§ Supplied text:
+ + + + + + +
A Sense of History and National Identity in Gideon Lasco’s ‘The Philippines is Not a Small Country’

Lé Baltar
5 min readOct 17, 2022

Only with a proper sense of history” can we truly understand and address the systemic ills, whether grand or quotidian, that continue to plague our country today. This is what Gideon Lasco attempts to tell us in his essay collection The Philippines is Not a Small Country, an intersectional and interdisciplinary examination of our identity as a nation, no matter how elusive it may seem.

Published by Bughaw — an imprint of Ateneo de Manila University Press — in 2020, Lasco’s corpus of work reflects his bold, well-considered takes on several issues drawn from his field experiences and personal encounters as a physician, anthropologist, writer, mountaineer, and traveler.

While a bulk of the essays, divided into seven palatable parts, are derived from the author’s weekly commentaries in the Philippine Daily Inquirer, Lasco manages to offer fresh, worthy insights around these essays, steering us to a larger narrative of what it means to be Filipino, with a gnawing awareness that there is no one absolute answer.

Diverse perspectives

In the first chapter, “Country,” Lasco attempts to deconstruct the Philippines (and our views of the country in the course of this deconstruction) by exploring its vastness and the beauty that comes with it. Such deconstruction is aptly represented by the titular essay itself, refuting our perceptions of the supposed smallness of the Philippines.

This part is engaging and unhypocritical because, as journalist Lourd de Veyra puts it best, the author “knows whereof he speaks” — which one might consider as a point of privilege and rightly so — but Lasco consistently remains grounded as he shatters the notion that everything he conveys is of intellectual and imaginative matters alone.

“Nation” takes the premise of the first chapter a step further, problematizing the country’s seemingly endless hurdles to achieving nationhood and insisting on the value of empathy that Filipinos must possess to become a fully realized nation, however nebulous it may seem.

Lasco talks about the Pinoy concepts of pagkakanya-kanya, walang kamag-anak, and teleserye. One section is dedicated to his youth as a fan of the local sports team Ginebra. But while his anecdotes are often funny and engaging, he never fails to thread these accounts into a unifying message that speaks in a Rizalian tone. The author allows us to realize that these too-familiar concepts are always born out of politics, whether or not we admit it.
+ + + + + + +
§ Things to do:
**a)** Repeat the book review word for word from "In the first" up to and including "of the Philippines.".
**b)** Carry on the book review of The Philippines is Not a Small Country from the point where it stops.
The listing that comes after the book review is not needed here.
+ + + + + + +
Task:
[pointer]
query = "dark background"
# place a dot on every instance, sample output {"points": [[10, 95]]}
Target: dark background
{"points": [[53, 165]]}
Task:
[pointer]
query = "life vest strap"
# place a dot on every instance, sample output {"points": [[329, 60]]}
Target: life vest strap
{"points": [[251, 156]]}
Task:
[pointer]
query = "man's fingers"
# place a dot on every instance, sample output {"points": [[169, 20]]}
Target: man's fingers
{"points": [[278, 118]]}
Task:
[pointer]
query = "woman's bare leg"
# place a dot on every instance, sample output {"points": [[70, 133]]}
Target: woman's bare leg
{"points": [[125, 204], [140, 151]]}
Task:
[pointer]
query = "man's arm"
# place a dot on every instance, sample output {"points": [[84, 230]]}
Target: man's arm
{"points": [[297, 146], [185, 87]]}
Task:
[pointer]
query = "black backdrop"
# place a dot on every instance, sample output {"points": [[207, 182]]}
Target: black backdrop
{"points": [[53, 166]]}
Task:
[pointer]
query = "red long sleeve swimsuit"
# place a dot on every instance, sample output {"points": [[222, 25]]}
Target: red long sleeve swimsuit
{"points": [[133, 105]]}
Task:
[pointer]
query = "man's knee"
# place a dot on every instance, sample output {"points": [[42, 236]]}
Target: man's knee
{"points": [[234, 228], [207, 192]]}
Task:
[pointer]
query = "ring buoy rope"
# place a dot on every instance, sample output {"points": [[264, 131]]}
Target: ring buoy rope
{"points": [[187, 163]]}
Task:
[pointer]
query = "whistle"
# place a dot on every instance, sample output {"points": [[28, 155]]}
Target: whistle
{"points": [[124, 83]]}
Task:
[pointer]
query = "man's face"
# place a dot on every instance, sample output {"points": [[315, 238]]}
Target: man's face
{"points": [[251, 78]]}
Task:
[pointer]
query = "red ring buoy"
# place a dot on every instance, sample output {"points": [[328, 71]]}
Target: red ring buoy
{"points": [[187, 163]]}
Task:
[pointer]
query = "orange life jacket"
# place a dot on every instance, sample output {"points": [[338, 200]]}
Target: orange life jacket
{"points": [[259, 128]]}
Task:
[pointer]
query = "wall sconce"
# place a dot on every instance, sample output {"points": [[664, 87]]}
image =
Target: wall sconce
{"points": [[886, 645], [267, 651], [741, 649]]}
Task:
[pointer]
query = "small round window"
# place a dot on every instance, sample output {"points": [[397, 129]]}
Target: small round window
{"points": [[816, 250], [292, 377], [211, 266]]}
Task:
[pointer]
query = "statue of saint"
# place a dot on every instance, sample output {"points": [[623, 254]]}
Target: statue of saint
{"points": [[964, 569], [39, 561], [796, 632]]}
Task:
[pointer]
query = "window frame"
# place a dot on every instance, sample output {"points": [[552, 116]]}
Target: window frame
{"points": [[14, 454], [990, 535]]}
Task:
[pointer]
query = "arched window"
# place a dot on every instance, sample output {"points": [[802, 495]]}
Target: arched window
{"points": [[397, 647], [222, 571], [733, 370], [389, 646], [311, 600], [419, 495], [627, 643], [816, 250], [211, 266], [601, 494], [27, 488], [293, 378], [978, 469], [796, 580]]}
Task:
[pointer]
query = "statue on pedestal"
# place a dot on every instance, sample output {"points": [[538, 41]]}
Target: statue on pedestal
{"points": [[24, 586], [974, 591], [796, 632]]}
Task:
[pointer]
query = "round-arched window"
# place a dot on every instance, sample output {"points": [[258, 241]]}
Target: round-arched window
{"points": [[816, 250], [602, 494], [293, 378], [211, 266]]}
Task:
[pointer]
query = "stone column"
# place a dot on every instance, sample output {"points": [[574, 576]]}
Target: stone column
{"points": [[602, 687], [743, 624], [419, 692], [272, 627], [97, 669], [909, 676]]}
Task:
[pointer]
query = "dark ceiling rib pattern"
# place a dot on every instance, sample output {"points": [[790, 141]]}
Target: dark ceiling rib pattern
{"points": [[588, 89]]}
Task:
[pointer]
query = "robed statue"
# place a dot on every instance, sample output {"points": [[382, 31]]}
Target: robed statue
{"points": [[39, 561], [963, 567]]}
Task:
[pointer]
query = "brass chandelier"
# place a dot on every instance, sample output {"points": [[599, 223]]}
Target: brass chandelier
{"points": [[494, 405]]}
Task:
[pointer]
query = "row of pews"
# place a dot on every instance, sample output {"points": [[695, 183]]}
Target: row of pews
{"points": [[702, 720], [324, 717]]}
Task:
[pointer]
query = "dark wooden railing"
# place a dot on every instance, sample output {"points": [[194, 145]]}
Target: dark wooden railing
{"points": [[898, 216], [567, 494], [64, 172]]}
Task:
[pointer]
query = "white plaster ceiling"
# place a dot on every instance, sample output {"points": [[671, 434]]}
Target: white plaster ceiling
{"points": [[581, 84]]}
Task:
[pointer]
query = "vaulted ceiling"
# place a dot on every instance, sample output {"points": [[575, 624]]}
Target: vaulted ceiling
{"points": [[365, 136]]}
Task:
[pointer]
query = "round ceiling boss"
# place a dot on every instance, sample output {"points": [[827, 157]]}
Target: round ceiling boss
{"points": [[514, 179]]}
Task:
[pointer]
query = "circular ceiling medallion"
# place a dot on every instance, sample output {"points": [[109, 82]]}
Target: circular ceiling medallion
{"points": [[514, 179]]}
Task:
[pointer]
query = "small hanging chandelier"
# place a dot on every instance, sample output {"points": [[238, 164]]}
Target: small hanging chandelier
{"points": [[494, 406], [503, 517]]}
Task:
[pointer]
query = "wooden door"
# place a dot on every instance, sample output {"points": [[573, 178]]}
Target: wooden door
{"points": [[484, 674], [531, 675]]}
+ + + + + + +
§ The responses:
**a)**
In the first chapter, “Country,” Lasco attempts to deconstruct the Philippines (and our views of the country in the course of this deconstruction) by exploring its vastness and the beauty that comes with it. Such deconstruction is aptly represented by the titular essay itself, refuting our perceptions of the supposed smallness of the Philippines.

**b)**
The third chapter, “Culture,” is a closer and more intimate gaze at the author’s heart as an anthropologist. This is where Lasco becomes more accessible while remaining articulate and committed to his points. He argues that our bodies and senses are social constructs with which we view the world, so he lets us (re)experience these senses in every sense of the word.

Lasco taps into the richness and complexities of Filipino customs and how it relates to having a more profound sensibility toward our own country and identity. He explores the topics that commonly exist in the Filipino psyche like tagay, pantawid-gutom, pasalubong, pabaon, utang na loob, and bawal umihi dito, then shifting into more serious ones like the Filipinos’ internalized racism and colorism.

In “People,” the Palanca-winning essayist further ponders on the diversity of the Filipinos, underscoring the “othering” that exists in our homeland. This part is about our humanity above anything else.

Lasco, free from any pretense of having a moral high ground, makes us confront our prejudices and flaws as human beings to foster a deeper understanding of our fellow Filipinos, particularly the likes of the tambay, the kasambahay, the drug user, and the street vendor. However, as the author suggests, this acknowledgment of ourselves will only be possible if we develop a sense of (local) history.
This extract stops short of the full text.